> Aufgabe A
Ab welchem Lohnrückstand kann man laut dem Textauszug zum Zurückbehaltungsrecht grundsätzlich von einem Zurückbehaltungsrecht des Arbeitnehmers ausgehen?
> Aufgabe B
Schreibe den Textauszug zum Zurückbehaltungsrecht im Arbeitsverhältnis im Anschluss an seinen letzten Satz weiter.

> Textauszug
........

Der Arbeitnehmer muss den Arbeitgeber über die Ausübung seines Zurückbehaltungsrechts informieren und dies am besten schriftlich mitteilen. Zusätzlich sollten genaue Angaben der Leistungen gemacht werden, die der Arbeitgeber erbringen soll.
Auch sollte man als Arbeitnehmer nicht gemeinsam mit anderen Arbeitskollegen von seinem Zurückbehaltungsrecht Gebrauch machen, da dies als Streik gedeutet werden kann. Ein Streik darf allerdings nur von den Gewerkschaften organisiert werden.
Welche Besonderheiten gelten beim Zurückbehaltungsrecht wegen rückständiger Lohnzahlungen des Arbeitnehmers?
Der Arbeitnehmer muss generell sein Zurückbehaltungsrecht nach den Grundsätzen von Treu und Glauben nach § 242 BGB ausüben. Dieses Recht ist ausgeschlossen, soweit es sich bei der ausstehenden Vergütung um eine verhältnismäßig geringe Summe oder nur um eine kurzfristige Verzögerung der Zahlung handelt. Auch darf dem Arbeitgeber kein unverhältnismäßig hoher Schaden durch die Geltendmachung entstehen.
Prinzipiell kann man ab dem Rückstand von zwei Monatslöhnen von einem bestehenden Zurückbehaltungsrecht des Arbeitnehmers ausgehen. Sollte der Arbeitgeber in der Zwischenzeit Teilzahlungen erfüllen, erlischt das Zurückbehaltungsrecht des Arbeitnehmers (selbst wenn nicht der vollständige Betrag bezahlt wurde).
Durch die wirksame Geltendmachung des Zurückbehaltungsrechts wegen der Lohnrückstände muss der Arbeitnehmer keine Arbeitsleistung erbringen. Dadurch entfällt allerdings nicht der Vergütungsanspruch des Arbeitnehmers, da sich der Arbeitgeber im Annahmeverzug nach § 615 Satz 1 BGB befindet. Der Arbeitnehmer kann sich auch arbeitslos melden und Arbeitslosengeld I beantragen, welches nach § 157 Abs. 3 SGB III zu gewähren ist.
Wann besteht ein Zurückbehaltungsrecht des Arbeitgebers?
Der Arbeitgeber kann die Vergütungszahlung verweigern, wenn der Arbeitnehmer zu Unrecht die Sachen des Arbeitgebers nicht herausgeben möchte. Auch muss der Arbeitnehmer den Arbeitgeber über mögliche Vergütungen unterrichten, die der Arbeitnehmer wegen Zwischenverdiensten bei einem anderen Arbeitgeber wie auch durch Beantragung des Arbeitslosengeldes erlangt. Sollte der Arbeitnehmer diesem Auskunftsanspruch nicht entsprechen, kann der Arbeitgeber die Zahlung der Vergütung verweigern.

........

> Die Daten
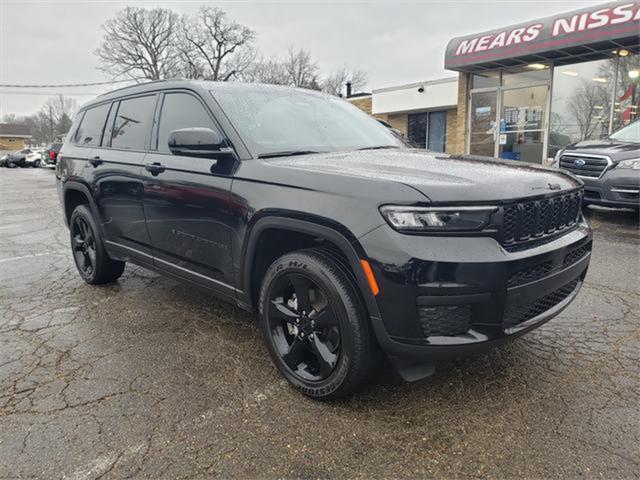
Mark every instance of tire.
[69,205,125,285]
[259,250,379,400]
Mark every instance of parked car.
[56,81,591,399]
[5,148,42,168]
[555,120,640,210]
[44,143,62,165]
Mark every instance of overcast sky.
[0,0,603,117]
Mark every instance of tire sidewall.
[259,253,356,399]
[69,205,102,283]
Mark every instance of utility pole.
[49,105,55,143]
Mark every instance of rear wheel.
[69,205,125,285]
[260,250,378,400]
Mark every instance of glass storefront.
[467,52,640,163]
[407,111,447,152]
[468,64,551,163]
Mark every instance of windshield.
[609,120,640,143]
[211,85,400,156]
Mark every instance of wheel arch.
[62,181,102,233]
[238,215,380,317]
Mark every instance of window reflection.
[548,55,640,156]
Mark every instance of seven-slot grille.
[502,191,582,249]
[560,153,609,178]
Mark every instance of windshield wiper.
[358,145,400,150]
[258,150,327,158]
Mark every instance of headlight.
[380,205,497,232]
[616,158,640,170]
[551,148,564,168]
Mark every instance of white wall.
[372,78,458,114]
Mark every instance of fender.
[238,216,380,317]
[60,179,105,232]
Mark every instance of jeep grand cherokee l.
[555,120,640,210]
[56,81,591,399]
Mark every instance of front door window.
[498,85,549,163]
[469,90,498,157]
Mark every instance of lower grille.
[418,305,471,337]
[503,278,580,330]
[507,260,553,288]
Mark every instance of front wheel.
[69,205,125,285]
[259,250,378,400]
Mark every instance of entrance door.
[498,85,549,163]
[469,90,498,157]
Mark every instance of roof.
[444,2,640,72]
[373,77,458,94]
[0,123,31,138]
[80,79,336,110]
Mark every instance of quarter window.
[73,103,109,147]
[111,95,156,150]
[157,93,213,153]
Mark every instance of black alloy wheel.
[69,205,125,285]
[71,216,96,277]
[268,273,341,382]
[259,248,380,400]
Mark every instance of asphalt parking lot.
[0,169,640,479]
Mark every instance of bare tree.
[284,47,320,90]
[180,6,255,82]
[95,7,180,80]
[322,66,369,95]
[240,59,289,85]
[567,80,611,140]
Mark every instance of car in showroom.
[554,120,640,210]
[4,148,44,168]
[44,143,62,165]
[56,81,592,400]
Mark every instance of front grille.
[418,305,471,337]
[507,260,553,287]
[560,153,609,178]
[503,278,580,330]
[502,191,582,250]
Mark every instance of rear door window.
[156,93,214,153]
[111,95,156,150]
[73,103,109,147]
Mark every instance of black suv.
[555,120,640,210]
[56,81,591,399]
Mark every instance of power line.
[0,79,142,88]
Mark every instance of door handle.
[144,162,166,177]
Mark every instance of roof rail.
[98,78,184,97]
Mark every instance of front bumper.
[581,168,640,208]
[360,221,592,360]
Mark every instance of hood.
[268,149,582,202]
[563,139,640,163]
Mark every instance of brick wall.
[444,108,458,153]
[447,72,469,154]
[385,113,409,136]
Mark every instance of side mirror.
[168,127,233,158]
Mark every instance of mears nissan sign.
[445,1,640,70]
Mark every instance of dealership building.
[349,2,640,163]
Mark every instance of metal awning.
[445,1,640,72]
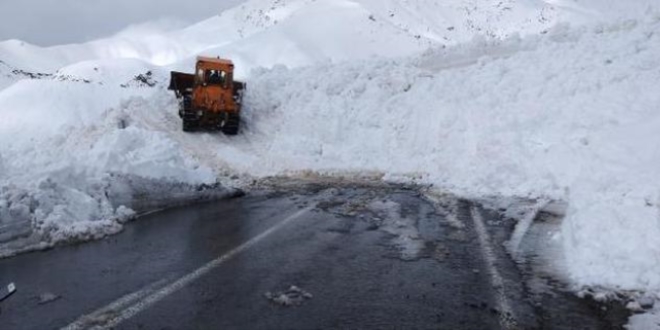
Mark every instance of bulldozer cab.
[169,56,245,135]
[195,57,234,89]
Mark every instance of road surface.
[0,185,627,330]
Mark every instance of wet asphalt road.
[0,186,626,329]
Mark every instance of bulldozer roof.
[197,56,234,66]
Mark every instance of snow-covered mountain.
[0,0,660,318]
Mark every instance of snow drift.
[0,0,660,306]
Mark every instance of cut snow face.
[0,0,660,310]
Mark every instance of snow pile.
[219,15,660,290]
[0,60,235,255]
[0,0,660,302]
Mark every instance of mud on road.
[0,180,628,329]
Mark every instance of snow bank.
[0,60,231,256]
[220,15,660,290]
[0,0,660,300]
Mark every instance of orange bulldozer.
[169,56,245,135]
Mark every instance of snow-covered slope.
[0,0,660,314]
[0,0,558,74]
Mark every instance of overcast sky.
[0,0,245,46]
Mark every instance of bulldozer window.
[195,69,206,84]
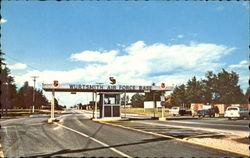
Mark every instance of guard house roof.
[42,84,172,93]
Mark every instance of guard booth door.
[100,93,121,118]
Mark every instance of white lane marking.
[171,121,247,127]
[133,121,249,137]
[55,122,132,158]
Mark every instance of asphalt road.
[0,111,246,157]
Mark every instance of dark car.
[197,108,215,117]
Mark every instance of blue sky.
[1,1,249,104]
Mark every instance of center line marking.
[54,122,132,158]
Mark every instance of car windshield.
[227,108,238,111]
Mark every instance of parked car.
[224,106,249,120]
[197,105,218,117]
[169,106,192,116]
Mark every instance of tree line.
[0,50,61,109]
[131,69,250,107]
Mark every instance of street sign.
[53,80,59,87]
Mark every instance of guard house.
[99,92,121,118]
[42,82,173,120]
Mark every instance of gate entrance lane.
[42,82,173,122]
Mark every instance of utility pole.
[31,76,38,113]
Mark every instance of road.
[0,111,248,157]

........

> Ergebnis A
Ab einem Rückstand von zwei Monatslöhnen.

> Ergebnis B
Zudem hat der Arbeitgeber gem. § 7 EZFG ein Zurückbehaltungsrecht bezüglich der Entgeltfortzahlung im Krankheitsfall des Arbeitnehmers, sollte der Arbeitnehmer keine ärztliche Bescheinigung über seine krankheitsbedingte Arbeitsunfähigkeit vorlegen. Diese Verpflichtung trifft den Arbeitnehmer nach § 5 Abs. 1 Satz 2 EZFG bei einer Krankmeldung für länger als drei Kalendertage.
Gesetzlich ausgeschlossen ist ein Zurückbehaltungsrecht des Arbeitgebers bezüglich der Herausgabe der Arbeitspapiere des Arbeitnehmers, da dies den Arbeitnehmer unverhältnismäßig belasten würde. Der Arbeitgeber ist somit verpflichtet bei Aufforderung, dem Arbeitnehmer die Arbeitsbescheinigung, Lohnsteuerkarte, Lohnsteuerbescheinigung, Urlaubsbescheinigungen, die schriftliche Mitteilung über die sozialversicherungsrechtliche Abmeldung sowie das Zeugnis herauszugeben.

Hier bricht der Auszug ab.